Dataset entries:

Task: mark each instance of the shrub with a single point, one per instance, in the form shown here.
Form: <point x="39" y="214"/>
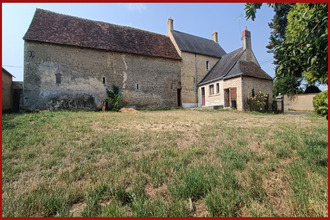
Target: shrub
<point x="258" y="101"/>
<point x="114" y="98"/>
<point x="320" y="103"/>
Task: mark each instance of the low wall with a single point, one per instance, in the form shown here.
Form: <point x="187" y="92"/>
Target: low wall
<point x="299" y="102"/>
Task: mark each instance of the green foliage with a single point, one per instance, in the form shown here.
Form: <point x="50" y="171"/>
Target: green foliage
<point x="258" y="102"/>
<point x="114" y="98"/>
<point x="194" y="185"/>
<point x="306" y="45"/>
<point x="320" y="103"/>
<point x="287" y="85"/>
<point x="299" y="42"/>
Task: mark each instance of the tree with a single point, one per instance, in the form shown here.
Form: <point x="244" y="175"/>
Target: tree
<point x="306" y="43"/>
<point x="299" y="41"/>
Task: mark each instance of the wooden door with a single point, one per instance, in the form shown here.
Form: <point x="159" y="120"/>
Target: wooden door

§ **Aim**: The data above needs to be retyped exactly, with the images left out.

§ **Task output**:
Task: mark each instance of the shrub with a single point, one per instance, in the form shown here.
Form: <point x="39" y="214"/>
Target: shrub
<point x="258" y="101"/>
<point x="114" y="98"/>
<point x="320" y="103"/>
Task: mark each instance of the low wall with a single point, one per instance, in the form shown here.
Form: <point x="187" y="92"/>
Target: low wall
<point x="299" y="102"/>
Task: mark each instance of the green foliage with a single point, one per instance, in the form shown here.
Form: <point x="50" y="171"/>
Target: green foliage
<point x="258" y="102"/>
<point x="114" y="98"/>
<point x="194" y="185"/>
<point x="306" y="45"/>
<point x="320" y="103"/>
<point x="287" y="85"/>
<point x="299" y="42"/>
Task: mark each instance of the tree with a single point, one per instance, in the form shown here.
Form: <point x="244" y="175"/>
Target: tree
<point x="306" y="43"/>
<point x="299" y="41"/>
Task: mark each instance of the wooden door with a single point, one per instance, in the form shown here.
Form: <point x="159" y="120"/>
Target: wooden door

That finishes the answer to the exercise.